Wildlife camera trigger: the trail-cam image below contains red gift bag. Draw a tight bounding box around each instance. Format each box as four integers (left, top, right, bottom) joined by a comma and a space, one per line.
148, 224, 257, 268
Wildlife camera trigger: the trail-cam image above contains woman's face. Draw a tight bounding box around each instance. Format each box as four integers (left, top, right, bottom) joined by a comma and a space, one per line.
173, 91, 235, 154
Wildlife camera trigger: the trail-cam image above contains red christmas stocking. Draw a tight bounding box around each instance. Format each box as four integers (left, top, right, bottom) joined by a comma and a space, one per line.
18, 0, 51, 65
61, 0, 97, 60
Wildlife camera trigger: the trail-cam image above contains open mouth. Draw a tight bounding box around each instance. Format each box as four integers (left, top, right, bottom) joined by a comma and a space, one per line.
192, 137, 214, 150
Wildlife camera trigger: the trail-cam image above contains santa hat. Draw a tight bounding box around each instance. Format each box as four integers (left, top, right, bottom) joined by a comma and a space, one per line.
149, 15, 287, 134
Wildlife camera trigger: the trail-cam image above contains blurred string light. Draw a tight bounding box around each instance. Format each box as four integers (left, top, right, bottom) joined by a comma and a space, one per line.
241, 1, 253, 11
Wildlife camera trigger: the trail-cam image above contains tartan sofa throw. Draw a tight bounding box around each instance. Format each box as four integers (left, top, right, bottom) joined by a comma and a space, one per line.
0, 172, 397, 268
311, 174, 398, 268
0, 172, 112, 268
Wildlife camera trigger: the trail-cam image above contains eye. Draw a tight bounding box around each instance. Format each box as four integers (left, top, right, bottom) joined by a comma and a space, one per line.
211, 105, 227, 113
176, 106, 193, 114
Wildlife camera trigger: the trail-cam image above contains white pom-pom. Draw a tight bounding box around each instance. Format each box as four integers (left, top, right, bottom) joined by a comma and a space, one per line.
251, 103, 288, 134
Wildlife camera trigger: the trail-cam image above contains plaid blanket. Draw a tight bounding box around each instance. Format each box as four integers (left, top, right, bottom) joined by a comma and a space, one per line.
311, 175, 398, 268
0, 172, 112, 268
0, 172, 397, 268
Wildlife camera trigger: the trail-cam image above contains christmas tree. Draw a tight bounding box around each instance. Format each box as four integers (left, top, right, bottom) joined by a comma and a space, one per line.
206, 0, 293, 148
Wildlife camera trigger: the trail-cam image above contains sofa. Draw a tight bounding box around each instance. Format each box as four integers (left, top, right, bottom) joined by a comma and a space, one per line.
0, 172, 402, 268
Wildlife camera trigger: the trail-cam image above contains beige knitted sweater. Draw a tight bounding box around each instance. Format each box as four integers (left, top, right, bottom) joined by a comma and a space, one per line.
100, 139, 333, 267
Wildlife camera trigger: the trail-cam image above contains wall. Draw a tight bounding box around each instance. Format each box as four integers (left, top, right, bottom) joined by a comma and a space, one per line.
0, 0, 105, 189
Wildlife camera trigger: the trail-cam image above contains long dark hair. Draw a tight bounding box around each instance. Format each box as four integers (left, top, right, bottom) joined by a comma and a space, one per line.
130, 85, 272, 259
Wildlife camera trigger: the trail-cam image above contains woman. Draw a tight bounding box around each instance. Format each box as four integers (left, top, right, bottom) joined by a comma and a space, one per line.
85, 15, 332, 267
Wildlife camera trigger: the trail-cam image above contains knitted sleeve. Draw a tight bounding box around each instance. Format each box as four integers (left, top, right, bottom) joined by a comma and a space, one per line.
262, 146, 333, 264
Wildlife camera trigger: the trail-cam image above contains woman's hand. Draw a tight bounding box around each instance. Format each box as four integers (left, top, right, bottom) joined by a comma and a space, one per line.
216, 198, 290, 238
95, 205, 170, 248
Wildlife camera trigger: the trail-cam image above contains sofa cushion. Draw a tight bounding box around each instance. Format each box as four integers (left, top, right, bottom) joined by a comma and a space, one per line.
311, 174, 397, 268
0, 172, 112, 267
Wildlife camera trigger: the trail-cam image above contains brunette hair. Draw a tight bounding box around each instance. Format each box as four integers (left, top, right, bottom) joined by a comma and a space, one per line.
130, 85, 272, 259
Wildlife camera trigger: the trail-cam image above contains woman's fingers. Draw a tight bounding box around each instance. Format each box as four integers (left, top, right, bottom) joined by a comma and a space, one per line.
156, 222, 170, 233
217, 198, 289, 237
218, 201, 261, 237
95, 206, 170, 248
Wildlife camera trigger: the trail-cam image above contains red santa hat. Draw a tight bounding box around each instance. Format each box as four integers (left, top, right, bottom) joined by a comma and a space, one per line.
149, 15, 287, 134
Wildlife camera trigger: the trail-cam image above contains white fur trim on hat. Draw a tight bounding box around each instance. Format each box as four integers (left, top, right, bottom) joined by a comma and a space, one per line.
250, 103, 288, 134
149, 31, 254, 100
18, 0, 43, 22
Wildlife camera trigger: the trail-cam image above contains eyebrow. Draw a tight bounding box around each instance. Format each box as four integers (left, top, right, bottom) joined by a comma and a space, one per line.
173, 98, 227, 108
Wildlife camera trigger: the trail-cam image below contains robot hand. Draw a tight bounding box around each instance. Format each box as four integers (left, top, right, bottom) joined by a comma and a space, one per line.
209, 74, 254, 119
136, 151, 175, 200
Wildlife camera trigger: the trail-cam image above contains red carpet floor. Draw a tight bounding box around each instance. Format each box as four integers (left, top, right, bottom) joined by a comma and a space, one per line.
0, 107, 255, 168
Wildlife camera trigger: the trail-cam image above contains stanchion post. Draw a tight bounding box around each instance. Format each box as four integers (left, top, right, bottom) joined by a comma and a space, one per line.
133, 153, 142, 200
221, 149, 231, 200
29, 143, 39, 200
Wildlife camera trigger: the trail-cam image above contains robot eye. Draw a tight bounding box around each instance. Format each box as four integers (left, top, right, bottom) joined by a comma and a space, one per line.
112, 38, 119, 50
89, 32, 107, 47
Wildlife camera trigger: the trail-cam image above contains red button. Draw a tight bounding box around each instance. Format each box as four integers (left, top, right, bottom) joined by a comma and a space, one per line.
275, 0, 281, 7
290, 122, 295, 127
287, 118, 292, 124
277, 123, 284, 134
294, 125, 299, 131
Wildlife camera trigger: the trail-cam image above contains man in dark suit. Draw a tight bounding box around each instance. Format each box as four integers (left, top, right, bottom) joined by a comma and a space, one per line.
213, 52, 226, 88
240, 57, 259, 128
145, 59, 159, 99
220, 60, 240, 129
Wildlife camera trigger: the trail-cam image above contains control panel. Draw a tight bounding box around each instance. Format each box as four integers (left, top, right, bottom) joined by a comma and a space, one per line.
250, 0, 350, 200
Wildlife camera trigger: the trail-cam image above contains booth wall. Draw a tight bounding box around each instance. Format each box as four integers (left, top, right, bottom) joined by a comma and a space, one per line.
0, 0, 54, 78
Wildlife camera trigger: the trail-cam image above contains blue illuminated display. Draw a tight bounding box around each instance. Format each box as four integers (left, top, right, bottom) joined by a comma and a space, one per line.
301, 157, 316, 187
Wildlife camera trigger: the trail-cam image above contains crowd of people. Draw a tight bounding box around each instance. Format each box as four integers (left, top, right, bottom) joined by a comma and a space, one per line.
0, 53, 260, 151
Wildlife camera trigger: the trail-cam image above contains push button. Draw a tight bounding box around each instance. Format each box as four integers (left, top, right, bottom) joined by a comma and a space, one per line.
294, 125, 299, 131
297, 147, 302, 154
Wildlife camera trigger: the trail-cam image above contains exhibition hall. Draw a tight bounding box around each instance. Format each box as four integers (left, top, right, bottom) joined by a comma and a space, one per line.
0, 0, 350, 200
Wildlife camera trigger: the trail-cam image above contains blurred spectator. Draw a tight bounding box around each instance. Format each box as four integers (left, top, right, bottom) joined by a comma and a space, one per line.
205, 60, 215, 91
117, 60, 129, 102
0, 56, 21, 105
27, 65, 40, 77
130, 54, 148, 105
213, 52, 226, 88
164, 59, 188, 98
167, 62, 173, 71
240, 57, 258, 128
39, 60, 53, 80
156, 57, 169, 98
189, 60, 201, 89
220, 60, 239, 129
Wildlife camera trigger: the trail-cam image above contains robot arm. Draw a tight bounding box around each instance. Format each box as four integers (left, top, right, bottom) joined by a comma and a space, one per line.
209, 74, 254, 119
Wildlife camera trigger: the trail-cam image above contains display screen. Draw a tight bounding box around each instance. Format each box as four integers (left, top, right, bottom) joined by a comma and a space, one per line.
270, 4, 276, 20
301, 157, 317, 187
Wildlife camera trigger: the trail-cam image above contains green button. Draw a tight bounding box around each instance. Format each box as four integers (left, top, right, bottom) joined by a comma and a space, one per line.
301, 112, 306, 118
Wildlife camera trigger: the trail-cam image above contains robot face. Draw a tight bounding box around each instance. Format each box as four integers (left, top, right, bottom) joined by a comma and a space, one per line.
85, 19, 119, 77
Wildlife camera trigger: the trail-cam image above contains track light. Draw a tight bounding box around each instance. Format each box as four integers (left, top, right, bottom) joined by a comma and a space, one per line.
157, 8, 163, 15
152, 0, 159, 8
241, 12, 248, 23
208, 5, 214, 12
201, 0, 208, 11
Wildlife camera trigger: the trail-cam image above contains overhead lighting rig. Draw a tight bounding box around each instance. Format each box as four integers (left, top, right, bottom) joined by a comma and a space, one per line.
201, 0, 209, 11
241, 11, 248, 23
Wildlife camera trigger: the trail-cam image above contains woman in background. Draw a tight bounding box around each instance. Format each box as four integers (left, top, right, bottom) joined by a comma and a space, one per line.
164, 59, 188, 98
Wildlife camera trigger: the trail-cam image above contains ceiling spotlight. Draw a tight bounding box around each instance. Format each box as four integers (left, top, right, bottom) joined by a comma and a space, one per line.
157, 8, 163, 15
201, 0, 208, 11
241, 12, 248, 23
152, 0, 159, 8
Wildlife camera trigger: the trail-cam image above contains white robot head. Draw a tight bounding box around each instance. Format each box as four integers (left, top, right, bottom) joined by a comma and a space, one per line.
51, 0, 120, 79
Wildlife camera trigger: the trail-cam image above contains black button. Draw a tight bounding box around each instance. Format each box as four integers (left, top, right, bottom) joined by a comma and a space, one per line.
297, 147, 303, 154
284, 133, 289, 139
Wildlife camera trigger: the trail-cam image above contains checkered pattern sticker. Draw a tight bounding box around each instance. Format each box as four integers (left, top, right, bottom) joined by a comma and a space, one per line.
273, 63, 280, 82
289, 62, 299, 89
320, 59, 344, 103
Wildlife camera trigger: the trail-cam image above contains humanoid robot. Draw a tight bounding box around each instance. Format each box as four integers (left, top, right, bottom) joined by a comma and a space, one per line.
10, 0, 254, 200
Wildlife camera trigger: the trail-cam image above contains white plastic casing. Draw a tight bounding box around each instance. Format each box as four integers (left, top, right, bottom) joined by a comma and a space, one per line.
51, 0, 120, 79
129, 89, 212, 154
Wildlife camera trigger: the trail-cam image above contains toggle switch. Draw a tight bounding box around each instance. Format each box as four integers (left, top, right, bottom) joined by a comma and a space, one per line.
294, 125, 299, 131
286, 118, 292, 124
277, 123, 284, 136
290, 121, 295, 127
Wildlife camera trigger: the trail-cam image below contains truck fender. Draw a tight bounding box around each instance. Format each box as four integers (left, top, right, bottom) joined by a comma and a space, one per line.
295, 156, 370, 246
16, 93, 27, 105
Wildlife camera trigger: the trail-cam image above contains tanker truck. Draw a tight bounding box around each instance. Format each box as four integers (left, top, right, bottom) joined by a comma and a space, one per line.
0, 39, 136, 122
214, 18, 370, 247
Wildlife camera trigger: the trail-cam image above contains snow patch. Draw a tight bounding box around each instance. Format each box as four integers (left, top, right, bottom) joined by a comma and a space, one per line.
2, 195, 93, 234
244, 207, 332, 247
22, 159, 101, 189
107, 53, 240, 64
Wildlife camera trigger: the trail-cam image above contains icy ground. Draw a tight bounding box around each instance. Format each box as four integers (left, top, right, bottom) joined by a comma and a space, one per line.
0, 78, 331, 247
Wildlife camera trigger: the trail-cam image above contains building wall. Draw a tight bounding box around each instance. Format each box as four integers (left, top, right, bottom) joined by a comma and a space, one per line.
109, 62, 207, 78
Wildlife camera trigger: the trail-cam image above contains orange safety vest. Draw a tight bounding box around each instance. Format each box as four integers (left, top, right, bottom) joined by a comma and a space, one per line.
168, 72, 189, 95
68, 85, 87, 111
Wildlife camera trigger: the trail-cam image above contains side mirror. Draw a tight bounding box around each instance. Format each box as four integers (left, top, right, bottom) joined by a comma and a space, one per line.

━━━━━━━━━━━━━━━━

| AIM |
Please scale the rows between the lines holding "Wildlife camera trigger: the trail-cam image above contains blue" and "0, 53, 260, 151", inclusive, and give only those lines, requests included. Multiply every box coordinate in the answers by 1.85 and round to whole numbers, with halves rounded up.

| CORRECT RESPONSE |
Wildlife camera trigger: the trail-cam image above contains blue illuminated display. Draw a tight bounding box around each instance. Format each box as four integers (left, top, right, bottom) joined by a comma and a space, one per line.
557, 290, 585, 346
Wildlife camera trigger: the trail-cam image above contains crowd of people. Draw a tight bounding box around each instance. Format each box as four integers (left, top, right, bottom) joined by a comma and a space, one per line.
0, 98, 481, 279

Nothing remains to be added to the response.